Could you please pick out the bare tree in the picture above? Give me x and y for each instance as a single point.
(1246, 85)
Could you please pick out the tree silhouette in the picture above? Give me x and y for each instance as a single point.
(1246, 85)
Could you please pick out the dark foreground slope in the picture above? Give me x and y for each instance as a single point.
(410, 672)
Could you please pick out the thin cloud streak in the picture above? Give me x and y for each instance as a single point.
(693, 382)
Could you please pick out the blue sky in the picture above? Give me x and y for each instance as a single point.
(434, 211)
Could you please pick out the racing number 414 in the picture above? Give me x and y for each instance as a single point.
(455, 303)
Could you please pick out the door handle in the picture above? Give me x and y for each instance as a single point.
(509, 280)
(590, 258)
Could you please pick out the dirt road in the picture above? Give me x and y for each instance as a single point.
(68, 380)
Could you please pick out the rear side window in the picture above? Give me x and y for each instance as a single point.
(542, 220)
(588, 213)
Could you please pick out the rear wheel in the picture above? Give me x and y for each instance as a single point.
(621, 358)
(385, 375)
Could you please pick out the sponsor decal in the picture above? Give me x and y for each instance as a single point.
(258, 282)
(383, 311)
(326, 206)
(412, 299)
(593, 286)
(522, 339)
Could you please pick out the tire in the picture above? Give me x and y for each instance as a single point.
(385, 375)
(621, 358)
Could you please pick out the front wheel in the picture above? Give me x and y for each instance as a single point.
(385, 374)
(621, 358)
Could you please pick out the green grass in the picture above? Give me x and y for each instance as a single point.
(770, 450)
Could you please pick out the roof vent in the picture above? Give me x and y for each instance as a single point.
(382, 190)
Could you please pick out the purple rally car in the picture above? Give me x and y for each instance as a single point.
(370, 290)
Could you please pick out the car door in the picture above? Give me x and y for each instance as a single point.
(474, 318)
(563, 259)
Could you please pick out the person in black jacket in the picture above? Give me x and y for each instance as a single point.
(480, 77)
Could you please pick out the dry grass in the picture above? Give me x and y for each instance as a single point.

> _目标_: 请逐字照录上方数据中从包含“Could you please pick out the car”的那一行开始、一直到数据末尾的这一段，首尾两行都要包括在内。

> _本题解答_:
Could you please pick out the car door in the picture above? Give me x and y for each instance as a single point.
(474, 318)
(563, 259)
Could you please pick out the person in black jacket in the picture above? Give me x and y for each instance as a single point.
(480, 77)
Could you please pick out the dry grass in the picture above? Give me x and y for each instance as a single point.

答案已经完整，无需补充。